EXTRACTED TEXT:
■ ■ ■ ■ ■ ■ ■
No, Israel is not democratic. It's an apartheid state, established through colonial displacement and ethnic cleansing. It is currently engaged in genocidal practices against neighbouring indigenous populations, which I don't believe is compatible with democracy.

I don't think it's a jewish state because I believe zionism and judaism to be fundamentally incompatible, but it's the mainstream zionist position that it is.

You can look at pretty much any survey they've done during al-Aqsa Flood. You can also, you know, just look at israeli television? Listen to some politicians and pundits?

No, even the ICJ has concluded that Israel is plausibly committing genocide. What do you mean by "extreme"? Are you seriously claiming that he is free to voice his opinions, even though he is routinely harassed by the state for trying to do so? To my knowledge the arab parties in the Knesset has been allowed one, maybe two if the managed one in november, demonstrations. Look at photos from the israeli anti-government protests and count the palestinians, you'll find that they are very, very absent.

Or, you know, listen to some popular israeli pop songs, like Shager or Harbu Darbu? Look at some IDF TikTok:s where they say the genocidal stuff out loud while looting some dead or displaced peoples home?
■ ■ ■ ■ ■ ■ ■
USING THE INFORMATION:
[A] Rewrite the comment on Israel, everything from "I don't think" down to "that it is.", substituting "entirely" for "fundamentally".
[B] Answer these questions using the comment on Israel:
(i) Which court does it say concluded that Israel is plausibly committing genocide?
(ii) What relationship does the writer believe exists between zionism and judaism?
(iii) Which two popular Israeli pop songs does it name?
[C] Write the next part of the comment on Israel, starting after its final sentence.
■ ■ ■ ■ ■ ■ ■
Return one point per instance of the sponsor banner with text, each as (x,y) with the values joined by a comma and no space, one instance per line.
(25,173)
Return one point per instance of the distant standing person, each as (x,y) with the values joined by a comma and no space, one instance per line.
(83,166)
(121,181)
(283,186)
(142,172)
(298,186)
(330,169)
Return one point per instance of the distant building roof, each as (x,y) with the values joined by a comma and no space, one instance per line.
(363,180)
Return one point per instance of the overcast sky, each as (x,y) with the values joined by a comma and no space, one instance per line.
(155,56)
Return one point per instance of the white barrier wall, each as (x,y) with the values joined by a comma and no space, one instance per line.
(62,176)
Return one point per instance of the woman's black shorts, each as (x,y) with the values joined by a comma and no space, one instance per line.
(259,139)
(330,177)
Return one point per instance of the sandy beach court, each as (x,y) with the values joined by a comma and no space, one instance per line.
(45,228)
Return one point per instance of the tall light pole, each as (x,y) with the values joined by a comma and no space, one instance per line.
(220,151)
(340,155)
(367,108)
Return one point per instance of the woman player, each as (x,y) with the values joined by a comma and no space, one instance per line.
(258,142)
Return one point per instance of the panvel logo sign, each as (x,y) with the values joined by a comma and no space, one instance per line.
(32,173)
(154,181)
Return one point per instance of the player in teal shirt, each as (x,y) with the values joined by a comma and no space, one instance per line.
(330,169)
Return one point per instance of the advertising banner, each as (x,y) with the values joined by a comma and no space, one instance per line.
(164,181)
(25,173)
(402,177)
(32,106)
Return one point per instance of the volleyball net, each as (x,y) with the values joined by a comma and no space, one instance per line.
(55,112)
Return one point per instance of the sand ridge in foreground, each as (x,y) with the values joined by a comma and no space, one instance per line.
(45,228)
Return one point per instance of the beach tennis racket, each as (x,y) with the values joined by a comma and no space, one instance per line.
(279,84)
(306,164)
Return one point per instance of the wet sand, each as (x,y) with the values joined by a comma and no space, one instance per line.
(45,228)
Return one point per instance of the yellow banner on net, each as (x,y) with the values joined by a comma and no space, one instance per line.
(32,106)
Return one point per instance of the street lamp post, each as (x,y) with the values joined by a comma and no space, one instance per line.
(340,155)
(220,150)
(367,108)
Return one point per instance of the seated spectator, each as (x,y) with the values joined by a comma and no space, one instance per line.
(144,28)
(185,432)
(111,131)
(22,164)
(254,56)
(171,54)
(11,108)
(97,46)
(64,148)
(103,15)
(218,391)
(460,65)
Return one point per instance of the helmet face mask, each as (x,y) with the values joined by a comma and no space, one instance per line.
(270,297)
■ ■ ■ ■ ■ ■ ■
ANSWERS TO THIS EXERCISE:
[A]
I don't think it's a jewish state because I believe zionism and judaism to be entirely incompatible, but it's the mainstream zionist position that it is.

[B]
(i) The ICJ.
(ii) The writer believes they are fundamentally incompatible.
(iii) Shager and Harbu Darbu.

[C]
You said something that's not true. No reference to support you. And you're doubling down with more lies. Not really worth a response.


This is a fairly unrealistic idea. Unfortunately, mistakes and incompetence really are the answer, partially brought about because Netanyahu has spent years appointing people based on loyalty rather than credentials, partly because Hamas is smart and "played" Israel, partly because humans sometimes make mistakes.

If there truly was this kind of conspiracy, far too many people would have known about it, and this would've been leaked. Even if Netanyahu wouldn't mind the death of a thousand of his citizens (and personally I don't think anything is beneath him), there is no one else who would be so stupid or evil.

Also, Netanyahu almost certainly lost most of his public support because of this. Even if he truly was cynical anything to do something like this for his own personal gain, almost no one thinks that this has gained him anything. He will almost certainly go down in history as the worst Israeli leader of all time.

Also also, Israel isn't wiping anyone off the map. If this was all a ploy to do that, why wouldn't it just do it? I'm fairly certain that three days after Hamas's invasion of Israel, Israel had far more leeway from the world to do what it wanted.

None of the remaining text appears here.